Try it ->
Working through the records below, count the lines that include "toilet". The reply is that number alone.

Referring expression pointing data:
====

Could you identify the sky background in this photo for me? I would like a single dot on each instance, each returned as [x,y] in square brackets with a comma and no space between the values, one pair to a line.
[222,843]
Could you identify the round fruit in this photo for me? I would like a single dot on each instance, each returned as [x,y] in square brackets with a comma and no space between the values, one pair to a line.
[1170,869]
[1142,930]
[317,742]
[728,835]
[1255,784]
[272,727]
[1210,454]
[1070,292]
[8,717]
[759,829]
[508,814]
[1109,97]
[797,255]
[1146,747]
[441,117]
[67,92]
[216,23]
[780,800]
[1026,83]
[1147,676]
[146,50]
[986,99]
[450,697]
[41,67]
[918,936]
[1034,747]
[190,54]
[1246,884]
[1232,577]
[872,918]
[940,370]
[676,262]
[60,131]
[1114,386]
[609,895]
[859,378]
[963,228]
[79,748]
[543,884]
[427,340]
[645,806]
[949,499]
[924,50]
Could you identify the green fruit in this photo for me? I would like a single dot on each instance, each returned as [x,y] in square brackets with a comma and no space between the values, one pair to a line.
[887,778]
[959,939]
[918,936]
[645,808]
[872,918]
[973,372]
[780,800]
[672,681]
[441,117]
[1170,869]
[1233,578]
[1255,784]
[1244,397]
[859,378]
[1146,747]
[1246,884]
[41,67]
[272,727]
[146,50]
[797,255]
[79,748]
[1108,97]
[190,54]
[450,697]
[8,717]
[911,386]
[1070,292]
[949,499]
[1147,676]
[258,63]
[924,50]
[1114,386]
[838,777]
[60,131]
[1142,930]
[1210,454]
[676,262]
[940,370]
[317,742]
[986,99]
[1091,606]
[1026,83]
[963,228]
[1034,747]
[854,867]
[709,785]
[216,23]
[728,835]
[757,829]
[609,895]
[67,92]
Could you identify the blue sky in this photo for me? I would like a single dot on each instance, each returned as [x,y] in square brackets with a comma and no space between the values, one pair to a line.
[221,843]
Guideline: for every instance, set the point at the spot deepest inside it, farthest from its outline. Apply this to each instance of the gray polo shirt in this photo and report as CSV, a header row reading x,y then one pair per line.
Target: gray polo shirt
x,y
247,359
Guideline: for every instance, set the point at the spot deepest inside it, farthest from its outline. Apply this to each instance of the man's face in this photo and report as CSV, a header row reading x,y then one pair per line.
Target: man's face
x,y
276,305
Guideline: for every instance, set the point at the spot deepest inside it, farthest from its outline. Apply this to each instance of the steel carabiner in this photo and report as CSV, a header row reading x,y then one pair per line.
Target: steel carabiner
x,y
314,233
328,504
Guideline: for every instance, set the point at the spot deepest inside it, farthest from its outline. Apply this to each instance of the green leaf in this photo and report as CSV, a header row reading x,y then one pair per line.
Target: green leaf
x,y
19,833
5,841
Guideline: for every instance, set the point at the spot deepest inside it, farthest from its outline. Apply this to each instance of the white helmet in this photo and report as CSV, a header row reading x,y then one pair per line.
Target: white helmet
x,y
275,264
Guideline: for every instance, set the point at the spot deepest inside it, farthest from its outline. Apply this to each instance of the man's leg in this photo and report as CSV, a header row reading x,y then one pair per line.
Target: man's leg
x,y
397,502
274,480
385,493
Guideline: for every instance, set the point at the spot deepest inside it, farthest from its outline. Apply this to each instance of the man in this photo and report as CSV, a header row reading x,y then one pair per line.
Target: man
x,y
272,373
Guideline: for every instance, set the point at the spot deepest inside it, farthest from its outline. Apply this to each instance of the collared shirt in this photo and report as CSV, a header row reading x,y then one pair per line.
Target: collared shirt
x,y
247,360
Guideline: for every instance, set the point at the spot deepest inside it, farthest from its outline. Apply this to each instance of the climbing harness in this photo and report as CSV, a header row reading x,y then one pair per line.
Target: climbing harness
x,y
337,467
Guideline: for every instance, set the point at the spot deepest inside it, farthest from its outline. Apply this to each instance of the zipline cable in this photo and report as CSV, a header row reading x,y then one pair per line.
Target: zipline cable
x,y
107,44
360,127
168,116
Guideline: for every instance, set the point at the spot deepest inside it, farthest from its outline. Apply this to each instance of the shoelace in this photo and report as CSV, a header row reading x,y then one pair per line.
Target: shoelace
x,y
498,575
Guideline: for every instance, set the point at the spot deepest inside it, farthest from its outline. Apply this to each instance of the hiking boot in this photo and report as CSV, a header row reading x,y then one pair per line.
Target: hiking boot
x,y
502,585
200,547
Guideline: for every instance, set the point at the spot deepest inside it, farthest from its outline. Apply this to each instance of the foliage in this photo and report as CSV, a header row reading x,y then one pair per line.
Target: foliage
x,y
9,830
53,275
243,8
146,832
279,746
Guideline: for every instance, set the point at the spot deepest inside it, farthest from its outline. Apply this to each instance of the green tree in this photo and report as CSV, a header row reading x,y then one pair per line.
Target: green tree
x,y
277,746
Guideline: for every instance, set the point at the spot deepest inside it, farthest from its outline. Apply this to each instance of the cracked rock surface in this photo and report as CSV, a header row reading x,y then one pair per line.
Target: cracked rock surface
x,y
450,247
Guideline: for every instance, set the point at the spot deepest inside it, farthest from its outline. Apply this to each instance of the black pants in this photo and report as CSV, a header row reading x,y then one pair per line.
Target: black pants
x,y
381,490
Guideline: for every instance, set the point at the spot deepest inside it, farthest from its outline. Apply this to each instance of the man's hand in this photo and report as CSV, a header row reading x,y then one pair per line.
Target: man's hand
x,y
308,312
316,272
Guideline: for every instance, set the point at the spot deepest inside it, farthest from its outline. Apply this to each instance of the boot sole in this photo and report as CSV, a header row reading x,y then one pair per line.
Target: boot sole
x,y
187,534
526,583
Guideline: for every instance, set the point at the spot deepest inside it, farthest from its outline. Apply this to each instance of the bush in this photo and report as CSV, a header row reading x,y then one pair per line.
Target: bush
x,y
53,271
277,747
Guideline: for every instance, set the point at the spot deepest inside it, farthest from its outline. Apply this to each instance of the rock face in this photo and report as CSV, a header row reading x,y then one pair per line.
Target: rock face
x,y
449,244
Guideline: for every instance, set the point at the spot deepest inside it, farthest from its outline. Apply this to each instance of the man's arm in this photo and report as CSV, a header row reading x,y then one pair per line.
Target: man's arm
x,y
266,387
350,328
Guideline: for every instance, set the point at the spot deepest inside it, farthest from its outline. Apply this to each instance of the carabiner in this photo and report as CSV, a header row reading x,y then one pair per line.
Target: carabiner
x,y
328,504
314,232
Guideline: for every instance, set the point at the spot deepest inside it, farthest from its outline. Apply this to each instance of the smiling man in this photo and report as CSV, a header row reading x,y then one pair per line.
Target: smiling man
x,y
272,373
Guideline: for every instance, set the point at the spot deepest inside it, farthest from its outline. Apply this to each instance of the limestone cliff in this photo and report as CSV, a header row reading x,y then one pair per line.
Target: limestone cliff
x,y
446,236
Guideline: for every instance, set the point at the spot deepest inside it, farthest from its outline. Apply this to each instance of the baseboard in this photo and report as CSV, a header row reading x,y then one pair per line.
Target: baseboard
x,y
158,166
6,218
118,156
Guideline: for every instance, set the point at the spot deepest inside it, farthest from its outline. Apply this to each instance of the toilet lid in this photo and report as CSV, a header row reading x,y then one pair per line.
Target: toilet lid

====

Exercise result ->
2